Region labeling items
|---|

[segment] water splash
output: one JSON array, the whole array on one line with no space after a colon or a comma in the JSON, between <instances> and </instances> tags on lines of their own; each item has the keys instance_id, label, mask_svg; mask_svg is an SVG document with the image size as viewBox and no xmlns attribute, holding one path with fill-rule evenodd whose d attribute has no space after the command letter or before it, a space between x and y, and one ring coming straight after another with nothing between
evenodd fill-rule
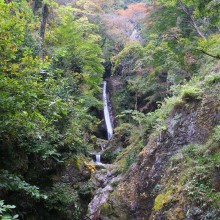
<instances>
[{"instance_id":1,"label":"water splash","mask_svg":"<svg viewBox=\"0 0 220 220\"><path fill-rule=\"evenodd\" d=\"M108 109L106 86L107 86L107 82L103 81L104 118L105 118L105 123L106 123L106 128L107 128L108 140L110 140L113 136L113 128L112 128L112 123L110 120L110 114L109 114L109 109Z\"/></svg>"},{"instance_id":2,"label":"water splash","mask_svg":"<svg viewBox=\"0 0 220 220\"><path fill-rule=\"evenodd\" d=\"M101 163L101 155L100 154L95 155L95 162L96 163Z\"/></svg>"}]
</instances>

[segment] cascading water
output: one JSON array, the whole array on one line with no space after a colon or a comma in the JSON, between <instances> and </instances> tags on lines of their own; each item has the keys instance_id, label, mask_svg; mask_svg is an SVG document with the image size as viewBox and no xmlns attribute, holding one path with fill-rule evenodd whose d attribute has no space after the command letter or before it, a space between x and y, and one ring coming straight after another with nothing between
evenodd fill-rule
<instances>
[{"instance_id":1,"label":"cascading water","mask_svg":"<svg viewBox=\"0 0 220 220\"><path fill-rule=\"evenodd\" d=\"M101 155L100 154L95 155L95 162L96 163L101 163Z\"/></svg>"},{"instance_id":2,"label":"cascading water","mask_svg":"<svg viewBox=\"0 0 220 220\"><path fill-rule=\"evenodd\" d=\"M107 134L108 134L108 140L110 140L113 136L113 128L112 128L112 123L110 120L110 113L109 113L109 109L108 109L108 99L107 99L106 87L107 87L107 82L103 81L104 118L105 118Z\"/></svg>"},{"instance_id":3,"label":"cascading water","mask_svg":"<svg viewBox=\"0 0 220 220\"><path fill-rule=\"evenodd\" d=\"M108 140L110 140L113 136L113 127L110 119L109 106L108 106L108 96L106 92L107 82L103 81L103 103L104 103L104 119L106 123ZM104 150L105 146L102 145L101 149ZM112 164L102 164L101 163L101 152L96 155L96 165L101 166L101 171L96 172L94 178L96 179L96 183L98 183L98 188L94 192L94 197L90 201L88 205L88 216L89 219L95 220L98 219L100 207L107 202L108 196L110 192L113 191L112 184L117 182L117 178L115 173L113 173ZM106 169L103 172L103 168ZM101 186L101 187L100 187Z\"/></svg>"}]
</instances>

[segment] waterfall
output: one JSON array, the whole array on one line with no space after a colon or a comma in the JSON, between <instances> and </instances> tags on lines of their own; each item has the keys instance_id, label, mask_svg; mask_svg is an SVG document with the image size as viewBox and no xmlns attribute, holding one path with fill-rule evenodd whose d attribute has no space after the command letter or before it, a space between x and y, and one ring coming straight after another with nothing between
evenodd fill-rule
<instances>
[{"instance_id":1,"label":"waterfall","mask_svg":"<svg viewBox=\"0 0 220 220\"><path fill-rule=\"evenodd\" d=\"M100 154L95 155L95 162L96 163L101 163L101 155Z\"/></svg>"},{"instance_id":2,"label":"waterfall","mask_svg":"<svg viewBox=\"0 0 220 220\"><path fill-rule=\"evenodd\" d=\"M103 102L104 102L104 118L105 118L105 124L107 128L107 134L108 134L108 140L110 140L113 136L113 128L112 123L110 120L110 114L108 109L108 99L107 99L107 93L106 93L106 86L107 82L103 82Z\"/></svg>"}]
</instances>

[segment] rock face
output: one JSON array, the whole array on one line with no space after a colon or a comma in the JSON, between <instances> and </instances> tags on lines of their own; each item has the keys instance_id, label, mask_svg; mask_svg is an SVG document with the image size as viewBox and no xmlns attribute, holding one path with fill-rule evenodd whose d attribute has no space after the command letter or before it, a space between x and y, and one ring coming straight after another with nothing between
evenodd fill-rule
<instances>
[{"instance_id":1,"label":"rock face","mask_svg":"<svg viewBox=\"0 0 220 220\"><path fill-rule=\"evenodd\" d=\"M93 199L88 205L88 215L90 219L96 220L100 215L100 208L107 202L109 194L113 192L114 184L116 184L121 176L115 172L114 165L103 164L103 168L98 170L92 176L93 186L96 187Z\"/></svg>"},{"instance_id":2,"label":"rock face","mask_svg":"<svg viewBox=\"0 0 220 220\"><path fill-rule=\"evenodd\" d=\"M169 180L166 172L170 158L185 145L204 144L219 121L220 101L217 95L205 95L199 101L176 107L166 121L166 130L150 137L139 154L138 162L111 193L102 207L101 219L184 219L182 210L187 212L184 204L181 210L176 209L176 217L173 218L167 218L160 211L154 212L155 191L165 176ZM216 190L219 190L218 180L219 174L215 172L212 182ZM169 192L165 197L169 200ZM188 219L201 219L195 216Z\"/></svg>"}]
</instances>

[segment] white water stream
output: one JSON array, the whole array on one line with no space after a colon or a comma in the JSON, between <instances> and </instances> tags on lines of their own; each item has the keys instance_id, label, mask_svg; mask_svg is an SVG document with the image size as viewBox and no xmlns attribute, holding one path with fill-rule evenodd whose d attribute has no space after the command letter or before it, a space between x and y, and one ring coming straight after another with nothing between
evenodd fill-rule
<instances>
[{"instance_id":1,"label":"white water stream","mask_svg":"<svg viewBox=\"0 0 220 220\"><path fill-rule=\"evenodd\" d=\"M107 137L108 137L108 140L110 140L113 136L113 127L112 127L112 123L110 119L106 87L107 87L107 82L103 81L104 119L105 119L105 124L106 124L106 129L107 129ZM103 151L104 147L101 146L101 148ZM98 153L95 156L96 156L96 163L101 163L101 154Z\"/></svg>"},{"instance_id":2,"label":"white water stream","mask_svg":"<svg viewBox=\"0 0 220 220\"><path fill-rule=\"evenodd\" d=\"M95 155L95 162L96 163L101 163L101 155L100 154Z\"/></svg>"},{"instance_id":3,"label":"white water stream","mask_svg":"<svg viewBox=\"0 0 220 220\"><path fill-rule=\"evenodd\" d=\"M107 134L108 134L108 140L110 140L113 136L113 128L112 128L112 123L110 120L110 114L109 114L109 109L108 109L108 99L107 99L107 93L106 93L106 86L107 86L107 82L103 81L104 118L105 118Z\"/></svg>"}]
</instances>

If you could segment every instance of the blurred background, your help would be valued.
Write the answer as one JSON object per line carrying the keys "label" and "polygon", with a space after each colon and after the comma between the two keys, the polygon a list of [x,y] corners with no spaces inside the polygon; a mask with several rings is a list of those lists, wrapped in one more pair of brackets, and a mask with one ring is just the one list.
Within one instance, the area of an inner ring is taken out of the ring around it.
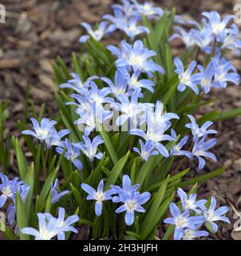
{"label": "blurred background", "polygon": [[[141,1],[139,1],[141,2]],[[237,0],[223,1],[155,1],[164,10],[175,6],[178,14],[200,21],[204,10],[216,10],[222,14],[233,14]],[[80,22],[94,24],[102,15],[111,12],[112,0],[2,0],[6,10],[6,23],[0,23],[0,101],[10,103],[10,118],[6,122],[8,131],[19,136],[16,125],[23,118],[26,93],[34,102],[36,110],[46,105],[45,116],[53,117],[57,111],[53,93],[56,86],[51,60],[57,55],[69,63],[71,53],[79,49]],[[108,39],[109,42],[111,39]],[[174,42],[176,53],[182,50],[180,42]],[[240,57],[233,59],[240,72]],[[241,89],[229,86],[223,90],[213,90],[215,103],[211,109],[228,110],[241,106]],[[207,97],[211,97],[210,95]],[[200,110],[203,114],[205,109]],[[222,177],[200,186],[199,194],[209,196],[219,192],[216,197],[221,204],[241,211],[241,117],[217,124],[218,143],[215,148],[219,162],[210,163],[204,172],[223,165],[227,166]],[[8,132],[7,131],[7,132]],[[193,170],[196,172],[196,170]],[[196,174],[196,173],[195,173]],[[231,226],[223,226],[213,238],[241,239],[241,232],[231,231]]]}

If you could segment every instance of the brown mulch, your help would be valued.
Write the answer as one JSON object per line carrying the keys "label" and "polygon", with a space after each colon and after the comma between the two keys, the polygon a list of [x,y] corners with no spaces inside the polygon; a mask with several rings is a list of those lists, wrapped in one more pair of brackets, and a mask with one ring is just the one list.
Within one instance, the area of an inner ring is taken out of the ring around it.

|---|

- **SET TASK**
Please reproduce the lines of the material above word for word, from the line containing "If you could segment every instance of the brown" through the end of the material, including both ends.

- **SOLUTION BELOW**
If you could segment every instance of the brown mulch, your help would be valued.
Write the answer as one JSON object per line carrying the keys "label" and "polygon", with a space after each colon and after the comma between the two keys, the polygon a list of [x,y] corners with no spaces inside the polygon; a mask with several rings is a list of those lists, wrapped in one more pair of brackets, and a mask with one ring is just the one list.
Within one instance, the area of an inner ring is taken out of the ring around it.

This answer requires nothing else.